### SUPPLIED INFORMATION
********************
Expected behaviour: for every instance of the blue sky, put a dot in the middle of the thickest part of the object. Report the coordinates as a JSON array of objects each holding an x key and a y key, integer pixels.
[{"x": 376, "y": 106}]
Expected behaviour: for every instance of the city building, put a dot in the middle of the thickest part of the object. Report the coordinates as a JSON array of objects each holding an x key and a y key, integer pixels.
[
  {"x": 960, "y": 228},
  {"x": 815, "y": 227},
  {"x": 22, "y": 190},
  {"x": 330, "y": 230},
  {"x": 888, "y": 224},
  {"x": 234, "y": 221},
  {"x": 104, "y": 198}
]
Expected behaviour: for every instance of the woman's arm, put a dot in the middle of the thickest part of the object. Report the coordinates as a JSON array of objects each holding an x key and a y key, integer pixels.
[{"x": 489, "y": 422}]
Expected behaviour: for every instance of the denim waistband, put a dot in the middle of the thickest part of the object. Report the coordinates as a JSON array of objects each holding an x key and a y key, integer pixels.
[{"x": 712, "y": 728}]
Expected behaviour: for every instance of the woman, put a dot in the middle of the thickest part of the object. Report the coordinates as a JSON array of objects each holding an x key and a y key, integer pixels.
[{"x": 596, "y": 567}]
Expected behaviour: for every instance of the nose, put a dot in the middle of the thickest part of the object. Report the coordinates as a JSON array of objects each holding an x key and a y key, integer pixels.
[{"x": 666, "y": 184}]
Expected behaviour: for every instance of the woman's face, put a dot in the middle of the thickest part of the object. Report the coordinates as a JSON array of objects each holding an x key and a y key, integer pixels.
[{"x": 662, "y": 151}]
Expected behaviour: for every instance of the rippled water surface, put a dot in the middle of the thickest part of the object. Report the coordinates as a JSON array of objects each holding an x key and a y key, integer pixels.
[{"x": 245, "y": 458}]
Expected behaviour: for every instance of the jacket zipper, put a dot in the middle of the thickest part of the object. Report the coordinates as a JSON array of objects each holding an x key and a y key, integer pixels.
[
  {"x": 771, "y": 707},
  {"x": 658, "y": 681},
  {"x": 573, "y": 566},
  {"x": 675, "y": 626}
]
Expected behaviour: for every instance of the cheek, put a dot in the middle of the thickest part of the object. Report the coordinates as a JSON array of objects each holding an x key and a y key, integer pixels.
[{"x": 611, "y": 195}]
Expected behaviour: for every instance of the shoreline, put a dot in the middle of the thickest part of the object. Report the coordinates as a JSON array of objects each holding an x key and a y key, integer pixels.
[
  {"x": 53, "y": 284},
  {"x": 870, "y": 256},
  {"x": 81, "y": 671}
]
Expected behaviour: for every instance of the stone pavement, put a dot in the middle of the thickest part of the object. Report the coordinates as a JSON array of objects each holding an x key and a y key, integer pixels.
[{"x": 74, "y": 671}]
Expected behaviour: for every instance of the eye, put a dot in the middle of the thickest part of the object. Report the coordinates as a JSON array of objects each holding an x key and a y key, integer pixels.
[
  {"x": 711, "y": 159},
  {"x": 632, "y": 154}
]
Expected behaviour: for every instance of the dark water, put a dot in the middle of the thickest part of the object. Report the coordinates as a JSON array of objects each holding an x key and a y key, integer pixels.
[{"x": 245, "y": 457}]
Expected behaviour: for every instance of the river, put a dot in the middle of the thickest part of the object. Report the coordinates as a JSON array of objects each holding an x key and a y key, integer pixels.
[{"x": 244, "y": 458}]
********************
Recast the items from the line with "Expected behaviour: for every instance of the dark" through the end of the items as a two-column CSV with the headers instruction and answer. Give one row per item, with each value in a single quoted field and its line breaks turned into spaces.

### RESPONSE
instruction,answer
"Expected behaviour: for every instance of the dark water, put a dot in the middle of the thickest part of the object. Report the coordinates as a JSON array of objects each holding an x key and a y key, integer pixels.","[{""x"": 245, ""y"": 457}]"
"Expected behaviour: for every instance of the river, put a dot in the middle of the thickest part of the object. Report the coordinates as a JSON array of objects each holding an x key and a y key, integer pixels.","[{""x"": 244, ""y"": 458}]"